Count the lines in the items below that contain the word "vertical", treating uppercase and lowercase as different. Reply with only the number.

| RAW DATA |
========
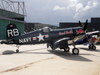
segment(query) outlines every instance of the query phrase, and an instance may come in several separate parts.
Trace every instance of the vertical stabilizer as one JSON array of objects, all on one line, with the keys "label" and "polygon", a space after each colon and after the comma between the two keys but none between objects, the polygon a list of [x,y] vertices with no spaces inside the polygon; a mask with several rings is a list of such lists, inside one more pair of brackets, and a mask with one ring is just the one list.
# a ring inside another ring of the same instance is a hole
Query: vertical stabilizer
========
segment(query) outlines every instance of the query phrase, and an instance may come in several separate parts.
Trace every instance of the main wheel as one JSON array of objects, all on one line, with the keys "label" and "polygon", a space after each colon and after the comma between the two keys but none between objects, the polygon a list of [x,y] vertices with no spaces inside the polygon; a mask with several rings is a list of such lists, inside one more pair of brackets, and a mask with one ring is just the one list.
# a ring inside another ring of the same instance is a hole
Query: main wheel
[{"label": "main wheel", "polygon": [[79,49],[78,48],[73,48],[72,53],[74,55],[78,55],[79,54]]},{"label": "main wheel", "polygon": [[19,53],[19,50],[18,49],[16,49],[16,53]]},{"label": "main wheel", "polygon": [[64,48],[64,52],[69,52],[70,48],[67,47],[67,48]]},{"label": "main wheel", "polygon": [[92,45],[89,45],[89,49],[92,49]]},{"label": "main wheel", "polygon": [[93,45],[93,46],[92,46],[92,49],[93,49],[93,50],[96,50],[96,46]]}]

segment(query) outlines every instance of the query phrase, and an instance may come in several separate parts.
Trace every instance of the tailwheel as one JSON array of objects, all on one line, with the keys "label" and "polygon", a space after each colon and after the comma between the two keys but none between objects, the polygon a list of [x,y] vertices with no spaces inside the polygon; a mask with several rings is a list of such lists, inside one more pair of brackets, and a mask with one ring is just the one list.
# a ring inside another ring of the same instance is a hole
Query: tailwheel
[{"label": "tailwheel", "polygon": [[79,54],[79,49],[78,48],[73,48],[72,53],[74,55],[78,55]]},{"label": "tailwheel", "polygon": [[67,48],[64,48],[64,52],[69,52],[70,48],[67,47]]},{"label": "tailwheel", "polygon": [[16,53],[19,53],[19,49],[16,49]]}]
========
| THE OUTPUT |
2